◆ **Requirement a**
Please copy the records word for word, beginning at their first line and stopping after the line that contains "For each instance, a".

Anyway, thanks again.


----------



## Davenlr (Sep 16, 2006)

californiasun said:


> Per the suggestion, I haven't tried to load my apps, so I can't comment on that, but they are visible in the extras section once again, so that's fine, I presume in 24 hours, they'll be functional when I do try them.


I read another post where TVApps are being rewritten or reworked or some such thing, and during the conversion (at DirecTv) they may not be available, which might be the reason, rather than the software upgrade.


----------



## RunnerFL (Jan 5, 2006)

californiasun said:


> Anyway, thanks again.


You're welcome, glad it worked out for you.


----------



## californiasun (Feb 28, 2012)

Davenlr said:


> I read another post where TVApps are being rewritten or reworked or some such thing, and during the conversion (at DirecTv) they may not be available, which might be the reason, rather than the software upgrade.


Interesting. Good to know. I've had issues with the apps on just about every receiver/model in our home at some point, just inconsistency in whether they will load or not, but, the error code associated with the update last night is a new one for me, so what you're saying makes a lot of sense. Thanks for the heads up on what may be at play in this instance.


----------



## frapnitz (Nov 20, 2008)

Received OX5c8 last week, and then got OX5cb last night.....is this some type of "hot-fix" 

I notice that it did torque around my screen resolution and did go from 16:9 to 4:3. It also did the normal amount of mucking-about with the Guide and To Do list (which is normally brought back into sync within 24-hours). 

Confused the snot out of this old geezer until I saw that there was another download last night.


----------



## lparsons21 (Mar 4, 2006)

frapnitz said:


> Received OX5c8 last week, and then got OX5cb last night.....is this some type of "hot-fix"
> 
> I notice that it did torque around my screen resolution and did go from 16:9 to 4:3. It also did the normal amount of mucking-about with the Guide and To Do list (which is normally brought back into sync within 24-hours).
> 
> Confused the snot out of this old geezer until I saw that there was another download last night.

Object outline annotations
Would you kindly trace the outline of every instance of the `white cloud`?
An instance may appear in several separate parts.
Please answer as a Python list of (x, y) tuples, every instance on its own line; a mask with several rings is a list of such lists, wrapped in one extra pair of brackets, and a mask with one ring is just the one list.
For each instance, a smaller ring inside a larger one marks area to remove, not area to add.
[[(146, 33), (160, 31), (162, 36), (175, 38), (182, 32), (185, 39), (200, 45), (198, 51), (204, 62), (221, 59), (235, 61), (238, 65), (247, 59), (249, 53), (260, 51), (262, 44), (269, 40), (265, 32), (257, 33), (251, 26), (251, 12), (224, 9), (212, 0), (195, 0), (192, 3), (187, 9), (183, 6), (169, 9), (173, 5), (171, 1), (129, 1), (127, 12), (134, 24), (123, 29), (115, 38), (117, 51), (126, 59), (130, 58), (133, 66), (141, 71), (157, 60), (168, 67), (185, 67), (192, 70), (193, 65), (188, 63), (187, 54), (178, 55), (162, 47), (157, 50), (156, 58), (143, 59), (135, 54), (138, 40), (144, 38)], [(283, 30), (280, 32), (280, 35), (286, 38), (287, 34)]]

◆ **Requirement b**
In the forum thread about the receiver update, reproduce the passage that begins at the words "Interesting. Good to" and ends after "in this instance.", substituting "applications" for "apps".

◆ **Result a**
Would you kindly trace the outline of every instance of the `white cloud`?
An instance may appear in several separate parts.
Please answer as a Python list of (x, y) tuples, every instance on its own line; a mask with several rings is a list of such lists, wrapped in one extra pair of brackets, and a mask with one ring is just the one list.
For each instance, a smaller ring inside a larger one marks area to remove, not area to add.

◆ **Result b**
Interesting. Good to know. I've had issues with the applications on just about every receiver/model in our home at some point, just inconsistency in whether they will load or not, but, the error code associated with the update last night is a new one for me, so what you're saying makes a lot of sense. Thanks for the heads up on what may be at play in this instance.